## Set exercise
Present this listing as a Markdown table with two columns, Row and Line, numbering each non-blank line and omitting blank lines. Leave the pictures out of the table.

## Stored rows

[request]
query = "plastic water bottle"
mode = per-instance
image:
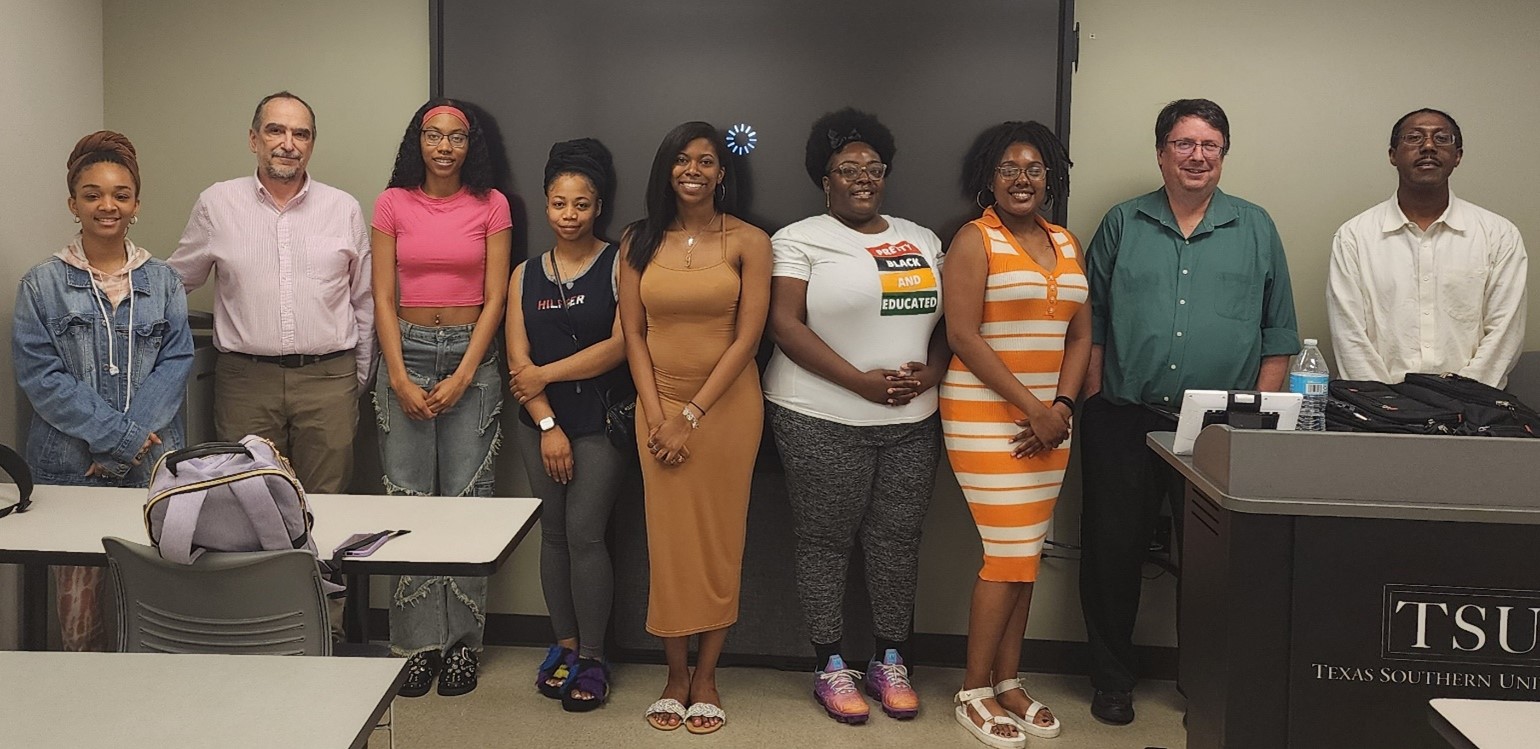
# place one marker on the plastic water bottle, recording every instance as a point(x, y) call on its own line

## Solved exercise
| Row | Line |
|---|---|
| 1 | [request] |
| 2 | query = "plastic water bottle" |
| 3 | mode = per-instance |
| 4 | image: |
| 5 | # place one marker on the plastic water bottle, recording every instance as a point(x, y) call on its own line |